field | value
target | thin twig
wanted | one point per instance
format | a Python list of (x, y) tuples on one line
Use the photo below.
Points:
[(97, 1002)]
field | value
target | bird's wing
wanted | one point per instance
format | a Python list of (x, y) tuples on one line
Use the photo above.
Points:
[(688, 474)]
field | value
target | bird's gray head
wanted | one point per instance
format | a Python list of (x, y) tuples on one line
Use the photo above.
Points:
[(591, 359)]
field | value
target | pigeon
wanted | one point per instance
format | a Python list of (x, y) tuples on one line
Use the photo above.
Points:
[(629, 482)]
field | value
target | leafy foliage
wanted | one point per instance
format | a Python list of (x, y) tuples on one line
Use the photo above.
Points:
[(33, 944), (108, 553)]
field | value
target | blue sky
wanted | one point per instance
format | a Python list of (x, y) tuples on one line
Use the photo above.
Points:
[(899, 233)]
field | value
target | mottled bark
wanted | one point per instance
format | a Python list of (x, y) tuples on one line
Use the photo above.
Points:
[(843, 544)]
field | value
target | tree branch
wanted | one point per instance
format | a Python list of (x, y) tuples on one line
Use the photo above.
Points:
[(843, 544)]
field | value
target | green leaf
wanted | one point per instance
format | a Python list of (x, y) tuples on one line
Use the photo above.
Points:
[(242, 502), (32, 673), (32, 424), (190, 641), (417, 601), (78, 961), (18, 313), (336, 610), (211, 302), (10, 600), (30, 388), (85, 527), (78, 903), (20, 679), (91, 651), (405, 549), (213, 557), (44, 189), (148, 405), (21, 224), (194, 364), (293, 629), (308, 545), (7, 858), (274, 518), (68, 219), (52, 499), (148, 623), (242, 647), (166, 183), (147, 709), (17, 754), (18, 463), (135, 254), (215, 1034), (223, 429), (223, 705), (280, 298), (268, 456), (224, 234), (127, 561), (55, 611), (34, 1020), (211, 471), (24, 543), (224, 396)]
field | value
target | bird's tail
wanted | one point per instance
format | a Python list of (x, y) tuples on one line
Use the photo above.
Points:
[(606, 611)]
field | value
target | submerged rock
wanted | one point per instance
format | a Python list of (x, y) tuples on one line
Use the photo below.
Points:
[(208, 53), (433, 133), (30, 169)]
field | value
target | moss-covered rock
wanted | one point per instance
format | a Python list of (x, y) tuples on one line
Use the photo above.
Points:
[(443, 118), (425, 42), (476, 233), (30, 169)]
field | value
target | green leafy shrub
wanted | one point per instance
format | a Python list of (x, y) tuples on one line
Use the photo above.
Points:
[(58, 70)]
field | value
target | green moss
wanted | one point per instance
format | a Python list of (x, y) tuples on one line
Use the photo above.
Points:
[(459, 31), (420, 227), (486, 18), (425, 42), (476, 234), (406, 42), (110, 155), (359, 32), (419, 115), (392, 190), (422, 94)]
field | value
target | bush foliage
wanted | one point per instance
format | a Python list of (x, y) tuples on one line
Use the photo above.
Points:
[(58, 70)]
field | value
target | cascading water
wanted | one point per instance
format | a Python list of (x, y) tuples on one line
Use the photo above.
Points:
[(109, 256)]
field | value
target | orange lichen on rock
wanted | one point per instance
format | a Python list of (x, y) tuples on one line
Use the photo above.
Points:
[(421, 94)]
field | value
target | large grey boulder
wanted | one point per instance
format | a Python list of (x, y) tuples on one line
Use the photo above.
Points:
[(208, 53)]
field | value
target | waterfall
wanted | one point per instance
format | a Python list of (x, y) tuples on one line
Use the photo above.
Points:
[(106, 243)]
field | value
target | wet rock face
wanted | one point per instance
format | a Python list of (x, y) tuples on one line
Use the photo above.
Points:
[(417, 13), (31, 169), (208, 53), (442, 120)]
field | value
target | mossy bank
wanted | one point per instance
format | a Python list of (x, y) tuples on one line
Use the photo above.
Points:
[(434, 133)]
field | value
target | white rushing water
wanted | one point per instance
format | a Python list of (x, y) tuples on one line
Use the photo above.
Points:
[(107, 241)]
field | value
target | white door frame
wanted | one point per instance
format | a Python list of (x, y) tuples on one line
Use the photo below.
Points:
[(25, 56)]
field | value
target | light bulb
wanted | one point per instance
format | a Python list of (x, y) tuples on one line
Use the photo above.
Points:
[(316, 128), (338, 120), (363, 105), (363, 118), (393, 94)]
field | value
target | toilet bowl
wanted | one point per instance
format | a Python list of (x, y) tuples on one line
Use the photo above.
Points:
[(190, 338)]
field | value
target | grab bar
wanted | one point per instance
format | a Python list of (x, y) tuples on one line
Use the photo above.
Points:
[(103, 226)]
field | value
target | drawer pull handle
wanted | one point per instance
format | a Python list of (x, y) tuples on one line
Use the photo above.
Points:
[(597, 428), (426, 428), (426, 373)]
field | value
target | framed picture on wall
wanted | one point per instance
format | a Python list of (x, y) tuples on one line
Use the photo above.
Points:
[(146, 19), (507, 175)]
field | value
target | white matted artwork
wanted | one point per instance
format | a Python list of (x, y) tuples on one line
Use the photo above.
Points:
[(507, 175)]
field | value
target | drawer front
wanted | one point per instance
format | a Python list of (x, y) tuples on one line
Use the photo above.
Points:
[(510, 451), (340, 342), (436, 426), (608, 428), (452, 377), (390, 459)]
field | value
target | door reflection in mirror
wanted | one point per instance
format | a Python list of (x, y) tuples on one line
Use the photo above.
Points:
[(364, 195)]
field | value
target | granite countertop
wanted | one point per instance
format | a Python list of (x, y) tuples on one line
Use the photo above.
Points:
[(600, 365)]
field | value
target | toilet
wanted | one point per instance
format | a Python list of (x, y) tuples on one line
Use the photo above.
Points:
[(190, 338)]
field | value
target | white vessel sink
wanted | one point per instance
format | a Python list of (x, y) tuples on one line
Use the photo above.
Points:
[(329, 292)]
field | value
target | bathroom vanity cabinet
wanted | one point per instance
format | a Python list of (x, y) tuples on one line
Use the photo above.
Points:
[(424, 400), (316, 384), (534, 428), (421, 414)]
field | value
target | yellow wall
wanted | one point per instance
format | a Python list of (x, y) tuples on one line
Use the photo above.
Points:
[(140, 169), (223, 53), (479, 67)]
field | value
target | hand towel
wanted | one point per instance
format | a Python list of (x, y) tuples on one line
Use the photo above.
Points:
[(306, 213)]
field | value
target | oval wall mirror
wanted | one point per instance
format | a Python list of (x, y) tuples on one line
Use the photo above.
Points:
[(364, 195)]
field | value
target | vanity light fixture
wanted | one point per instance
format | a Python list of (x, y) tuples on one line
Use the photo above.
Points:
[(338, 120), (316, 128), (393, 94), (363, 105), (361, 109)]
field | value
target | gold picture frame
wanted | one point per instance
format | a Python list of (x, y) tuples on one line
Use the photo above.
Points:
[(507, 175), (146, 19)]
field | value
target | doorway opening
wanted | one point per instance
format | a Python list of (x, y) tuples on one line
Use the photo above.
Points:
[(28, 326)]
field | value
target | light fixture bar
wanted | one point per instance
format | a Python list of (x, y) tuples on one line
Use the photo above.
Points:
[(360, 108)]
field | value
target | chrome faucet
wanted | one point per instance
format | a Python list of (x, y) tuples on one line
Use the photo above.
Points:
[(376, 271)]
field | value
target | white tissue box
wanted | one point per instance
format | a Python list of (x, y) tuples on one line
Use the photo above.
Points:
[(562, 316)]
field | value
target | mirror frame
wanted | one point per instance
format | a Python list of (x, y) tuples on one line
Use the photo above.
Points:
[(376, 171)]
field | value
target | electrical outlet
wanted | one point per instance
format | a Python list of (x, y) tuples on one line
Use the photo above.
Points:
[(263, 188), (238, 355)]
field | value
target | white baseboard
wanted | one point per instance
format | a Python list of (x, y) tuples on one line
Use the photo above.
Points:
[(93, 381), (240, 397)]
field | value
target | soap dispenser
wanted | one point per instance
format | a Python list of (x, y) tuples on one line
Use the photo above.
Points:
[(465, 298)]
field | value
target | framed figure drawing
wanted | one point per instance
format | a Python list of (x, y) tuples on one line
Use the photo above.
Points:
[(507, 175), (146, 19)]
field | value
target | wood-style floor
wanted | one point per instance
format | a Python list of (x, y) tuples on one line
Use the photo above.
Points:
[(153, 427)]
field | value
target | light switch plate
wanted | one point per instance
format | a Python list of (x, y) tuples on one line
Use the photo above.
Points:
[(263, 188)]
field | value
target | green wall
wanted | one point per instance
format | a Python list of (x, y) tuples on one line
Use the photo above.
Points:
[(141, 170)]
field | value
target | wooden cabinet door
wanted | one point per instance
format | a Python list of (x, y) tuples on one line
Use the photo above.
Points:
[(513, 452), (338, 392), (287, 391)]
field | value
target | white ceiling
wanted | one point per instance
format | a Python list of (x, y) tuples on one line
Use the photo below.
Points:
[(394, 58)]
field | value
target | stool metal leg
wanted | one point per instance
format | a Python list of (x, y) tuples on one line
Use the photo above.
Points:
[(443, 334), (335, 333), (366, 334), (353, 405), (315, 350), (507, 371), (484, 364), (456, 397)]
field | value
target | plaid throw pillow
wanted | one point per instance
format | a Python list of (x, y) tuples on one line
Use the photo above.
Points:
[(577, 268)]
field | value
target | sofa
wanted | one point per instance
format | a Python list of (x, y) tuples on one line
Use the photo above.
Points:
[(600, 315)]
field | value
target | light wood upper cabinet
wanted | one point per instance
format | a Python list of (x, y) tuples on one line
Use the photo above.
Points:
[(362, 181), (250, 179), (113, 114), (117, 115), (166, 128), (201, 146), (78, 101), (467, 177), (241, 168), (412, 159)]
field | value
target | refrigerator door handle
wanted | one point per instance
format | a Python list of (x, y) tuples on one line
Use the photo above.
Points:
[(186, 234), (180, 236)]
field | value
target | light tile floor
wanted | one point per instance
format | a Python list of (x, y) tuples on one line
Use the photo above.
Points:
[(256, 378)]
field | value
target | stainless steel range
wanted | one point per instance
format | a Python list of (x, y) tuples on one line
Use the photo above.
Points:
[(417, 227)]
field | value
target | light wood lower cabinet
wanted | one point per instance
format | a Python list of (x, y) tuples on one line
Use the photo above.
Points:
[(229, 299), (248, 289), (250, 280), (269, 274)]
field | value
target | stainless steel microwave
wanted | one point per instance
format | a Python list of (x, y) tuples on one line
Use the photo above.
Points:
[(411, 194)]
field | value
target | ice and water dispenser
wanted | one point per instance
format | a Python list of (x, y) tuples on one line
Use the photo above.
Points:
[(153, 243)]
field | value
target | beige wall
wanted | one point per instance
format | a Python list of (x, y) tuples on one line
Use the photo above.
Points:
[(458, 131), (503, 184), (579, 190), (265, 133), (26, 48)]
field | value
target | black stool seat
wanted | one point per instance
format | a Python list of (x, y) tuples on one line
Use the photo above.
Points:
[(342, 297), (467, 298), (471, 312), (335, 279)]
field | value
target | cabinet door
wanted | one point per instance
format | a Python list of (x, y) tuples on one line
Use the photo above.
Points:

**DO THIS:** Rewrite everything from the start of the items down to the line containing "[(629, 482)]", including both ends and keeping every line. Multiply each point coordinate in the answers by 2.35 and round it to a whole number, with halves rounded up.

**ANSWER TO THE TASK:**
field | value
target | thin twig
wanted | one point per instance
format | a Python list of (x, y) tuples on one line
Use the photo below.
Points:
[(228, 2355)]
field | value
target | bird's wing
wanted | one point per instance
format | a Python list of (x, y) tuples on one line
Use the photo above.
Points:
[(1617, 1114)]
field | value
target | bird's gray head
wanted | one point per instance
format | a Python list of (x, y) tuples on one line
Use the photo above.
Points:
[(1389, 844)]
field | value
target | pigeon
wanted | one point per instance
format | a Python list of (x, y) tuples on one line
Use the photo above.
Points:
[(1478, 1133)]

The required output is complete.